▶ _Exercise goal_: From the first record below to the last, retype each one exactly.
====== Records for this task
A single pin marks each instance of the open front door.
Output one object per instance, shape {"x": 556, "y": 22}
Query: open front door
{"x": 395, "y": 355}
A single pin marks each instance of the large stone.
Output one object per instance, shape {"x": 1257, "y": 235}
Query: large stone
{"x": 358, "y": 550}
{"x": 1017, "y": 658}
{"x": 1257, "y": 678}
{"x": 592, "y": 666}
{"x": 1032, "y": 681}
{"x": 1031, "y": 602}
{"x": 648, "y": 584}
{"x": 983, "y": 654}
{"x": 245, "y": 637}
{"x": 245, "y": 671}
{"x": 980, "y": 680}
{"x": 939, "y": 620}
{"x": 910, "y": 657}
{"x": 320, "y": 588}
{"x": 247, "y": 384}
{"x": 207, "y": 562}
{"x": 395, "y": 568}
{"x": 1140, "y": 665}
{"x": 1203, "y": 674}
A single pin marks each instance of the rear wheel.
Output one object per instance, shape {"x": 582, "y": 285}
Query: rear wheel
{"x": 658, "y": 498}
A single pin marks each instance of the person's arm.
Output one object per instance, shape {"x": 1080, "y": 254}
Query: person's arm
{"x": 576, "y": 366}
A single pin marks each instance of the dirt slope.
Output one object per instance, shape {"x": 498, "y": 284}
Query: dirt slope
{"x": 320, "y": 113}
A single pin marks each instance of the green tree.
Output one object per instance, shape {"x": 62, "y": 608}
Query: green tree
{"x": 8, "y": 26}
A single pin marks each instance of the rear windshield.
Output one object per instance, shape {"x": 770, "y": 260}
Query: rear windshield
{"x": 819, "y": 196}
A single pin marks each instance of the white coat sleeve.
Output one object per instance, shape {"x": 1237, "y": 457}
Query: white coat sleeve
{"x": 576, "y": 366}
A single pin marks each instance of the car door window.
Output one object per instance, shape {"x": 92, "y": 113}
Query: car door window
============
▶ _Reply_:
A single pin marks each instance of the open front door.
Output one object per instance, shape {"x": 556, "y": 22}
Query: open front door
{"x": 395, "y": 355}
A single pin marks each instance of the large stone.
Output one object per instance, shape {"x": 1257, "y": 235}
Query: large stone
{"x": 358, "y": 550}
{"x": 1017, "y": 658}
{"x": 1257, "y": 678}
{"x": 592, "y": 666}
{"x": 1032, "y": 681}
{"x": 1031, "y": 602}
{"x": 648, "y": 584}
{"x": 983, "y": 654}
{"x": 245, "y": 637}
{"x": 245, "y": 671}
{"x": 980, "y": 680}
{"x": 939, "y": 620}
{"x": 910, "y": 657}
{"x": 320, "y": 588}
{"x": 247, "y": 384}
{"x": 207, "y": 562}
{"x": 395, "y": 568}
{"x": 1140, "y": 665}
{"x": 1203, "y": 674}
A single pin marks each instance of the rear wheel.
Output one object per instance, shape {"x": 582, "y": 285}
Query: rear wheel
{"x": 658, "y": 498}
A single pin marks each instance of the person's arm.
Output one object per instance, shape {"x": 1080, "y": 254}
Query: person's arm
{"x": 576, "y": 366}
A single pin marks each instance of the dirt slope.
Output one object per instance, shape {"x": 498, "y": 284}
Query: dirt slope
{"x": 320, "y": 113}
A single pin marks each instance of the green tree.
Output one object per instance, shape {"x": 62, "y": 608}
Query: green tree
{"x": 8, "y": 26}
A single pin marks each instance of the rear windshield.
Output one object per instance, shape {"x": 770, "y": 260}
Query: rear windshield
{"x": 819, "y": 196}
A single pin marks each instance of the white coat sleeve.
Output one object per instance, shape {"x": 1237, "y": 457}
Query: white coat sleeve
{"x": 576, "y": 366}
A single pin marks each instance of the car door window.
Output one object per instance, shape {"x": 92, "y": 113}
Query: car door window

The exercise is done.